(Collection entries)
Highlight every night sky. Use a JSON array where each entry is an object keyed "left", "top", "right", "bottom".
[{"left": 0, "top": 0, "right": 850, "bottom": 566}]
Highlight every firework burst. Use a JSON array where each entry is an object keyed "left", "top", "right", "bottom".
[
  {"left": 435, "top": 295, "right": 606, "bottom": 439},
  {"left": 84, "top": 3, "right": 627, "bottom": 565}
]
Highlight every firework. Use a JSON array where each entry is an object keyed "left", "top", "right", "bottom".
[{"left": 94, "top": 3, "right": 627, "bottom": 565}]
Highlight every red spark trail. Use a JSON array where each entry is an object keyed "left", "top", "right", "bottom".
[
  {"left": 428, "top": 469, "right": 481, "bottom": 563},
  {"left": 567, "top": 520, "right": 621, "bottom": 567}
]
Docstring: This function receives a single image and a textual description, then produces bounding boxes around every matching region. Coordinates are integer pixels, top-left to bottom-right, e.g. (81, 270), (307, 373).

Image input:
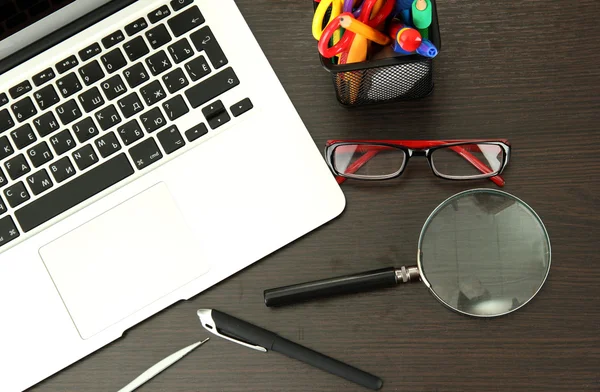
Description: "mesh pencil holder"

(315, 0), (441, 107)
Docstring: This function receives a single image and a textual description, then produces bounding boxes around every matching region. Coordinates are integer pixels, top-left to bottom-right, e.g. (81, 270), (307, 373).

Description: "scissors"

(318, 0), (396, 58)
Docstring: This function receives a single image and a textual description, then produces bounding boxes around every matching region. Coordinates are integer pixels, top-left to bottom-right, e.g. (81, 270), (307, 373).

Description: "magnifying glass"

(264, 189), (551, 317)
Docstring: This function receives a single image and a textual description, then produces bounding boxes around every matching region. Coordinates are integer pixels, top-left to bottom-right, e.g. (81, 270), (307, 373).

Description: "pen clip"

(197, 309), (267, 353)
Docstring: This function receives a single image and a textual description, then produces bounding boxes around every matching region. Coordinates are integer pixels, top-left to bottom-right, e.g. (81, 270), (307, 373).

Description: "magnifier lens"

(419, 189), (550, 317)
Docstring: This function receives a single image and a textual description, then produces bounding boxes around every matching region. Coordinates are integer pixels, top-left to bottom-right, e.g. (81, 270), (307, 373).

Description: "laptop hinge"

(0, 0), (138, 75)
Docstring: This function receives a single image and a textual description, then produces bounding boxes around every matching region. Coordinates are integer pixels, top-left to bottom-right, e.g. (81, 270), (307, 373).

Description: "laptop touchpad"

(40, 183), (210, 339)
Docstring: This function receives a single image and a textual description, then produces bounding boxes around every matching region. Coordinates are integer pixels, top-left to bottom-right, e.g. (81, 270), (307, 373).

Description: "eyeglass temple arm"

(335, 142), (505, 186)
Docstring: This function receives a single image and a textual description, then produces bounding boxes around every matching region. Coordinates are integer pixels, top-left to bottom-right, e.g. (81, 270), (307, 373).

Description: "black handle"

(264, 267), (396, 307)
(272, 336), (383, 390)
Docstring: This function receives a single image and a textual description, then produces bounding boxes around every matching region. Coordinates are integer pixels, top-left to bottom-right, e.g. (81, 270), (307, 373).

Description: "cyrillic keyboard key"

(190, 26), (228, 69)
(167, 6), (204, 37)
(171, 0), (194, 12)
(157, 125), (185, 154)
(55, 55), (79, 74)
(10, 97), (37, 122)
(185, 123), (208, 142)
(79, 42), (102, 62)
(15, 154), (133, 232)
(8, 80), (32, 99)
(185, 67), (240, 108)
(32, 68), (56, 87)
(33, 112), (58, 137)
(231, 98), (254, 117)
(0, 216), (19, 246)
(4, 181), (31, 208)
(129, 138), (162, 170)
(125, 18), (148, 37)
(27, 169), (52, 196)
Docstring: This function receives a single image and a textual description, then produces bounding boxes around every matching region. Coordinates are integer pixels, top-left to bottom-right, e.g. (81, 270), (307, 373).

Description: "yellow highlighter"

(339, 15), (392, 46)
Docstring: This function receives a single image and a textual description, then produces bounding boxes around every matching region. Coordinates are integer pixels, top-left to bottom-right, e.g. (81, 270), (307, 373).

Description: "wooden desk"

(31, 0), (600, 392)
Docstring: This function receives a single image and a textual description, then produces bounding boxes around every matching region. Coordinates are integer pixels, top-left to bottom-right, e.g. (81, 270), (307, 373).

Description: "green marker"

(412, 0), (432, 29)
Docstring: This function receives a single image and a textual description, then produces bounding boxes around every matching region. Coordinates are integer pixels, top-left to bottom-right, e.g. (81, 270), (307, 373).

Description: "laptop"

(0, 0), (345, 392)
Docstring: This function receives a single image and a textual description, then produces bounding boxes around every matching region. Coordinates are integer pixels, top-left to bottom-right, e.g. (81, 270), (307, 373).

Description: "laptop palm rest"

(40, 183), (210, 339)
...
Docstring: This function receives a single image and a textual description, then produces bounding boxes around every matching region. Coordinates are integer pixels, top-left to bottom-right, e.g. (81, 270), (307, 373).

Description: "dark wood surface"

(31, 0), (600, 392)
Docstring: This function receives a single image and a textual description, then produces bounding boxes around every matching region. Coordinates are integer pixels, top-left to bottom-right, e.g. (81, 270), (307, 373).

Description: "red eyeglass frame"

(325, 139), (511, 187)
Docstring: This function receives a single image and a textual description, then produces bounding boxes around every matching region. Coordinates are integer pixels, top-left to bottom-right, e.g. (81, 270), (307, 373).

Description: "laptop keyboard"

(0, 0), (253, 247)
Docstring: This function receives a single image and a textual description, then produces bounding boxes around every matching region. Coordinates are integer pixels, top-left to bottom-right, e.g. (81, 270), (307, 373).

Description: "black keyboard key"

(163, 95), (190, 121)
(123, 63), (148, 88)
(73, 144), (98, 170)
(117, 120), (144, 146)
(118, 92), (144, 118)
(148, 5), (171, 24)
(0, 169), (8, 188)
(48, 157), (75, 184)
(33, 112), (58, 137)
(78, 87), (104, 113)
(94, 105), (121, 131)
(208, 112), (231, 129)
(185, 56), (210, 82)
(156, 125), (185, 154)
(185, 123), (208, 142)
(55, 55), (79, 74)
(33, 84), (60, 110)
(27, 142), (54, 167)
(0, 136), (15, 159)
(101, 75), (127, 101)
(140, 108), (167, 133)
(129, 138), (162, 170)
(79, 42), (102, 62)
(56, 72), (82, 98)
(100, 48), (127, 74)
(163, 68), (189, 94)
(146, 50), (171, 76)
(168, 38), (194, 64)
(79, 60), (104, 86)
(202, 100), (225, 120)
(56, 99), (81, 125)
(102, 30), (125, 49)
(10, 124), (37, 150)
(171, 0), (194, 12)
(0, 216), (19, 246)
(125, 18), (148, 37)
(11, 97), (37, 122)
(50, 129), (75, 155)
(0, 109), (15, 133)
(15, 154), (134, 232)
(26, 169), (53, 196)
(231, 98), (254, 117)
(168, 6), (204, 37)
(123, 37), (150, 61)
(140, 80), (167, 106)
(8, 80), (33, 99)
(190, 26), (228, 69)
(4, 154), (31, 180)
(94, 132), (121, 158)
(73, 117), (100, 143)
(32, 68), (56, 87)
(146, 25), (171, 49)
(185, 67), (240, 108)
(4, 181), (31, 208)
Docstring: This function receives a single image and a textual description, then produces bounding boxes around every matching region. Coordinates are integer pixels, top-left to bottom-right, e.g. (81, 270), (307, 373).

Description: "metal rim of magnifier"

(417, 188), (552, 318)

— WHAT IS EXPECTED —
Please quote the items between the line holding "Highlight every night" and the line holding "(318, 0), (396, 58)", inclusive, leaving the pictures out of your answer.

— RESULT —
Highlight every night sky. Use a JSON array where each entry is an object keyed "left", "top", "right", "bottom".
[{"left": 0, "top": 0, "right": 850, "bottom": 566}]
Highlight every firework burst. Use a JSON array where each entry is an object keyed "left", "top", "right", "bottom".
[
  {"left": 435, "top": 295, "right": 606, "bottom": 439},
  {"left": 84, "top": 3, "right": 627, "bottom": 565}
]
Highlight every firework. Use a JSON array where each entry is an object keyed "left", "top", "right", "bottom".
[{"left": 94, "top": 3, "right": 627, "bottom": 565}]
Highlight every red spark trail. Use a JSON array where each entry is an object keyed "left", "top", "right", "bottom".
[
  {"left": 428, "top": 469, "right": 481, "bottom": 563},
  {"left": 567, "top": 520, "right": 621, "bottom": 567}
]
Docstring: This function receives a single image and a textual description, then produces bounding boxes around every matching region. Coordinates are integer pixels, top-left to bottom-right, e.g. (81, 270), (307, 373).

Image input:
Description: "mesh pencil holder"

(315, 0), (441, 107)
Docstring: This function receives a single image and a textual description, then produces bounding boxes around every matching region. Coordinates are integer pixels, top-left to bottom-right, e.g. (81, 270), (307, 373).

Description: "scissors"

(318, 0), (396, 58)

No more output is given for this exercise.